- WORK TASK: Please report how many lines in the records below contain the word "grass", and give nothing else.

- RECORDS PROVIDED:

──────────────────────────────

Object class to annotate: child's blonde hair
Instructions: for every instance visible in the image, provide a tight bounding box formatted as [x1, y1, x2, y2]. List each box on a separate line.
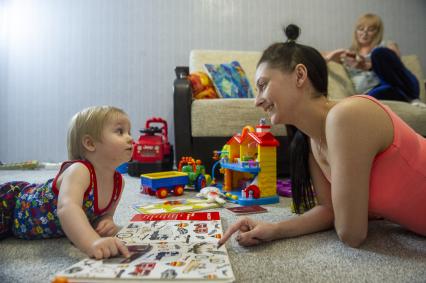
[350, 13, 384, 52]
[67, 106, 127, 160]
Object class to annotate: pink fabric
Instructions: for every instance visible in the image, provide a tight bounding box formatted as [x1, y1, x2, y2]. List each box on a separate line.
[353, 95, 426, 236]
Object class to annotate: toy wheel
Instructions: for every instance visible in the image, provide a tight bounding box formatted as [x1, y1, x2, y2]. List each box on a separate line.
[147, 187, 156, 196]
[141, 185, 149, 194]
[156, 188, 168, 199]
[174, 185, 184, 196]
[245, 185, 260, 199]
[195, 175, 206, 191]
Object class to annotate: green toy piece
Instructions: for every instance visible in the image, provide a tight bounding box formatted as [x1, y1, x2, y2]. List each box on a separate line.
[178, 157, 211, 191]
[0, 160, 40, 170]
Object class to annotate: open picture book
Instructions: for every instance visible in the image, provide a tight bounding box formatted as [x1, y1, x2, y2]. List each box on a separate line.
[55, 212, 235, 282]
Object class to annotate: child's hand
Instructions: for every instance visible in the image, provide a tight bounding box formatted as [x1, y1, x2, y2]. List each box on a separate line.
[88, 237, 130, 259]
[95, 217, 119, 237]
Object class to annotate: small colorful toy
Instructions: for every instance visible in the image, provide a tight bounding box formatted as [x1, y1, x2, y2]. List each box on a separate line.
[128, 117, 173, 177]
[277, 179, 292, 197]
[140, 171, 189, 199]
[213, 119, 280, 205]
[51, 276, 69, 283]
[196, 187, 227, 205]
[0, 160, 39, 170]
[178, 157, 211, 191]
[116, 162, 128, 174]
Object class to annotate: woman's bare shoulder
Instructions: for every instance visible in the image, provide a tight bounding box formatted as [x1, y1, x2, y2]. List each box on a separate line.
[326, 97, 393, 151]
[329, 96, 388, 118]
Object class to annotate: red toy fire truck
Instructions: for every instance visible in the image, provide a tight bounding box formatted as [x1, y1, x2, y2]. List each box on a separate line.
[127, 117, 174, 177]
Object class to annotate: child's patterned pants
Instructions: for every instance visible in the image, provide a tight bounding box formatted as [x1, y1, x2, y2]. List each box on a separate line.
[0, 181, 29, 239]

──────────────────────────────

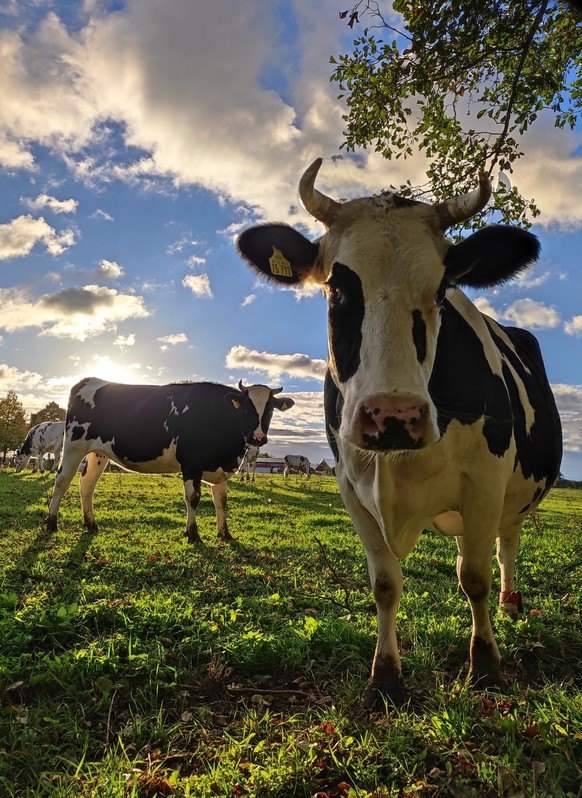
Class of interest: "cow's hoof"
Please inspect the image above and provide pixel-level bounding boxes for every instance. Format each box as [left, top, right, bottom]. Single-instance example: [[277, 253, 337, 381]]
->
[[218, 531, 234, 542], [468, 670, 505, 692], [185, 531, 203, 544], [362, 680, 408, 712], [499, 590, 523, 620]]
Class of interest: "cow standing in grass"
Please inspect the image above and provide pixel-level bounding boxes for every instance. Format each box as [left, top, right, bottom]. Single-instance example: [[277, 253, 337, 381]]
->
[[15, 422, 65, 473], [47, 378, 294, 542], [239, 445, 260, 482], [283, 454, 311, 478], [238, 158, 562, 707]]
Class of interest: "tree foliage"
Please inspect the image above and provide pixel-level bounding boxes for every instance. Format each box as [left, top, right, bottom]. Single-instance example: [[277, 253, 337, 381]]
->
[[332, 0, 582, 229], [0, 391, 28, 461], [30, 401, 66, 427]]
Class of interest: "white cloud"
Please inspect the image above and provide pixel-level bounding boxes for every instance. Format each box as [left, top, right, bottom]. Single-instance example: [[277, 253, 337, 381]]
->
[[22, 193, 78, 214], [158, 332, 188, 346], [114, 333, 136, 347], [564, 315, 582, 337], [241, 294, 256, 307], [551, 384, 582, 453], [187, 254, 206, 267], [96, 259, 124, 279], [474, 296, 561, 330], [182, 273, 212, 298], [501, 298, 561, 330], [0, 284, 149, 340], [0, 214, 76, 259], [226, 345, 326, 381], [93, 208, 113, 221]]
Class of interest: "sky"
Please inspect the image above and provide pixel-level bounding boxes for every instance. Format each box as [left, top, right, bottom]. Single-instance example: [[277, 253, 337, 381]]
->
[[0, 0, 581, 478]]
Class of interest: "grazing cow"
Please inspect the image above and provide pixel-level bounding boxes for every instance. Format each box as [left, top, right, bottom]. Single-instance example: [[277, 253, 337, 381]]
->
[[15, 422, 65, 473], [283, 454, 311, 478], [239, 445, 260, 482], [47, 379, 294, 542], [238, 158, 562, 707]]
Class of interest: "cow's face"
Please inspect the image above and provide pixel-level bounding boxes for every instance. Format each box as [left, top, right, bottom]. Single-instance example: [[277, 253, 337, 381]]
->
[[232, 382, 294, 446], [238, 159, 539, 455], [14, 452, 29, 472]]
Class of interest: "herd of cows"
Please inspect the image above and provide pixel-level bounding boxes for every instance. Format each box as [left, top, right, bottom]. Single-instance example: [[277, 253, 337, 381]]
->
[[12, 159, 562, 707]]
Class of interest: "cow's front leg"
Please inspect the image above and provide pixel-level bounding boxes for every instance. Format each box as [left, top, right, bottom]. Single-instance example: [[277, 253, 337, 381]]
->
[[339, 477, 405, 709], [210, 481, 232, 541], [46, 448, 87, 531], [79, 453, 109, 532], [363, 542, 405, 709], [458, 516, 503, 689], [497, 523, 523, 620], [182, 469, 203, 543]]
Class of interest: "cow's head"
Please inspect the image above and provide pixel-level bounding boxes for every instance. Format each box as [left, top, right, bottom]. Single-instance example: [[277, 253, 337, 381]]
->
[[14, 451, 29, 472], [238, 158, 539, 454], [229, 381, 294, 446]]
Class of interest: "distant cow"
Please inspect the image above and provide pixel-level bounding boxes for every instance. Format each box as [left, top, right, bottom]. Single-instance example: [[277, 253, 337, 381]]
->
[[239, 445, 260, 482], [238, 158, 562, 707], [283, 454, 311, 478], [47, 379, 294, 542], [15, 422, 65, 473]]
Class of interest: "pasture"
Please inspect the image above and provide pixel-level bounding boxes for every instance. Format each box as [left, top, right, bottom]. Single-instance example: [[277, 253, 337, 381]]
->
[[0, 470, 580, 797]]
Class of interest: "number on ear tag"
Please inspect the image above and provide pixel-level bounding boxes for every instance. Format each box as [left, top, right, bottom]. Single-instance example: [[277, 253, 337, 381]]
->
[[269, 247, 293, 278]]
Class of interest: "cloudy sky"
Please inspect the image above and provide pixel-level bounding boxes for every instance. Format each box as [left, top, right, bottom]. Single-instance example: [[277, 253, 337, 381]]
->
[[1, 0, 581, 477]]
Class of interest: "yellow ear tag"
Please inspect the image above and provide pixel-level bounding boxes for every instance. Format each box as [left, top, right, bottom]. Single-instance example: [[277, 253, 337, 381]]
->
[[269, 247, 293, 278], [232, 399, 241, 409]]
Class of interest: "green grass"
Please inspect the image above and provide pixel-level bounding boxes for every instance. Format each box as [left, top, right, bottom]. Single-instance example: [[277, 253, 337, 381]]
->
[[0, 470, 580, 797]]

──────────────────────────────

- SOLUTION: 2